- [Required task] Reproduce word for word the lines of the material from the line with "trace woman in white blouse" up to and including the line with "701], [832, 687]]".

- [Data extract]

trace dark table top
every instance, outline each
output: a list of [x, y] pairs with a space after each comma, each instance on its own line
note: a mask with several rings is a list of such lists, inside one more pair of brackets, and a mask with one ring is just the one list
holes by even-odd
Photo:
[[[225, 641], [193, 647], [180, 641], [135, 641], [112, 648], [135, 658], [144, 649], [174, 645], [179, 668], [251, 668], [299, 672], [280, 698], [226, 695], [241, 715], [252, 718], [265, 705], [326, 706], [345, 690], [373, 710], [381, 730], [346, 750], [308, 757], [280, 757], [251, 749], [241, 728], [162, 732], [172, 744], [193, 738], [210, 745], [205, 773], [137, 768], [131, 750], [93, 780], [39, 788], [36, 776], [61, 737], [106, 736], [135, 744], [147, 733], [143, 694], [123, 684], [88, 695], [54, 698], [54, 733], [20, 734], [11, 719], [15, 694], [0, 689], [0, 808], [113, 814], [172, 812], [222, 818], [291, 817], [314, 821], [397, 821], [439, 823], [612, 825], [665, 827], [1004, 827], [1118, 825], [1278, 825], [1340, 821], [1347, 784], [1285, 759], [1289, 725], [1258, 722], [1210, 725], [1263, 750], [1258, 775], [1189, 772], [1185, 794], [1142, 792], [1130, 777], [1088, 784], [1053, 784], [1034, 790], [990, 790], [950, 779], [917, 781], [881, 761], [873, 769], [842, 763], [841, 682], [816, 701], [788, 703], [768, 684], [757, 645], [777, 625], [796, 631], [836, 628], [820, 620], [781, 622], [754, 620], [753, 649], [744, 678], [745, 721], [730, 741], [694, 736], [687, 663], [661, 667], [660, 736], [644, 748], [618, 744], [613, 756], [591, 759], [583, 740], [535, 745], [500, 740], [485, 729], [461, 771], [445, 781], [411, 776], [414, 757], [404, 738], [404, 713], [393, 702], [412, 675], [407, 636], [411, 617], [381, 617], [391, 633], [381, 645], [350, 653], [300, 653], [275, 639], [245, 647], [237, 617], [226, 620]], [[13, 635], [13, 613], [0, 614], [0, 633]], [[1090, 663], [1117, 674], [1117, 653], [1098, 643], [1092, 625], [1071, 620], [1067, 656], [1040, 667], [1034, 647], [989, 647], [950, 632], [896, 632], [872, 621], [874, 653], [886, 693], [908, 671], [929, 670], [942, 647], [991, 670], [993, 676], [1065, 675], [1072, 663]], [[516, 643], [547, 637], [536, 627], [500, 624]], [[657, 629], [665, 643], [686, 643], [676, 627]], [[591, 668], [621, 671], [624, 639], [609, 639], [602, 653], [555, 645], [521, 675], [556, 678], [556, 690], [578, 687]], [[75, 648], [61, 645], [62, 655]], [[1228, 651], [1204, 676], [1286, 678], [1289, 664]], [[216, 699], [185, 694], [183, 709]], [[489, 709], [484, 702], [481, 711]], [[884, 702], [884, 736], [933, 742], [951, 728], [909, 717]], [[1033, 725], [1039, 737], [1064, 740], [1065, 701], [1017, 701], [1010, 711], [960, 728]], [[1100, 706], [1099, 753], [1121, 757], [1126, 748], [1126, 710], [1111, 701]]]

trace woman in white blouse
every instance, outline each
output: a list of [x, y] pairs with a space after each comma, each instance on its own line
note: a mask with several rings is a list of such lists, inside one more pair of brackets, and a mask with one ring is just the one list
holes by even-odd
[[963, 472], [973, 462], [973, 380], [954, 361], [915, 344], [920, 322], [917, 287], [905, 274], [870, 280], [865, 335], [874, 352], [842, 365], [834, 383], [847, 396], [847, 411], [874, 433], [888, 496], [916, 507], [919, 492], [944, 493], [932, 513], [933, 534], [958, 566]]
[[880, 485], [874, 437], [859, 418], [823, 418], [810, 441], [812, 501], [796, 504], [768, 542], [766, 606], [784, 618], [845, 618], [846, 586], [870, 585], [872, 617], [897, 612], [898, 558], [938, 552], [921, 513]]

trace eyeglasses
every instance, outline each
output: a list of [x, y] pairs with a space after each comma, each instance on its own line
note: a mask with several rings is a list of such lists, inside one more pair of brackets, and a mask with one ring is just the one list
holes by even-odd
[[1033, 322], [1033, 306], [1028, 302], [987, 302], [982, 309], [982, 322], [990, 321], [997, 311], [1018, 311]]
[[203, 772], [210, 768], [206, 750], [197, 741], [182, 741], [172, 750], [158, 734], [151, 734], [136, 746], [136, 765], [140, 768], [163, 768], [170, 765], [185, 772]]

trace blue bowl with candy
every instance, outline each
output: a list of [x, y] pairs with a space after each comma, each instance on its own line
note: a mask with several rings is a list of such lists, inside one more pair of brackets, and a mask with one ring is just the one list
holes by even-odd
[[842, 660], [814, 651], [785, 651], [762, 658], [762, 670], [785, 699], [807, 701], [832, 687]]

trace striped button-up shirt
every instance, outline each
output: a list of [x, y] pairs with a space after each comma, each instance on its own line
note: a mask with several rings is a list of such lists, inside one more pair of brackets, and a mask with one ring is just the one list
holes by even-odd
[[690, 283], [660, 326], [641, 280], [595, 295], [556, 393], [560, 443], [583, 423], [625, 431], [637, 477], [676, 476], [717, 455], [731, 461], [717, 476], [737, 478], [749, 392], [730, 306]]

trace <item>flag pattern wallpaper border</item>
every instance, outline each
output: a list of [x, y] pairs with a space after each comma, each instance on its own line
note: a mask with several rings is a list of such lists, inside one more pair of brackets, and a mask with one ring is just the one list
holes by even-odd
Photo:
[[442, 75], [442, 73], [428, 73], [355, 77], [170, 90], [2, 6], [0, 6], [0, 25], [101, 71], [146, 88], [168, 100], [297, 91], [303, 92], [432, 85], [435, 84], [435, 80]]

- [Worked answer]
trace woman in white blouse
every instance, outline each
output: a list of [x, y] pairs with a space after each comma, each instance on its own line
note: a mask with several rings is a list of such lists, inside one more pair of brackets, and a mask with one ring is just the one list
holes by even-odd
[[963, 472], [973, 462], [973, 380], [954, 361], [915, 344], [920, 322], [917, 287], [905, 274], [870, 280], [865, 335], [874, 352], [842, 365], [834, 383], [847, 396], [847, 411], [874, 433], [888, 496], [916, 507], [919, 492], [944, 493], [932, 513], [933, 534], [958, 566]]
[[880, 485], [874, 437], [859, 418], [823, 418], [810, 441], [812, 501], [796, 504], [768, 542], [766, 606], [784, 618], [845, 618], [846, 586], [870, 585], [872, 617], [897, 612], [898, 558], [938, 552], [921, 513]]

trace eyeglasses
every instance, outline each
output: a list of [x, y] pairs with a space after each comma, each instance on its own line
note: a mask with several rings is a list of such lists, inside one more pair of brackets, and a mask with one ring is just the one list
holes by even-odd
[[1033, 322], [1033, 306], [1028, 302], [987, 302], [982, 309], [982, 322], [990, 321], [997, 311], [1018, 311]]
[[203, 772], [210, 768], [206, 750], [197, 741], [182, 741], [172, 750], [158, 734], [151, 734], [136, 746], [136, 765], [140, 768], [163, 768], [170, 765], [185, 772]]

trace blue bowl with candy
every instance, outline each
output: a list of [x, y] pairs with a space after each comma, each instance on its own line
note: a mask with several rings is a list of such lists, inside one more pair of brackets, and a mask with one ring is just the one list
holes by even-odd
[[842, 660], [814, 651], [785, 651], [762, 658], [762, 670], [785, 699], [807, 701], [832, 687]]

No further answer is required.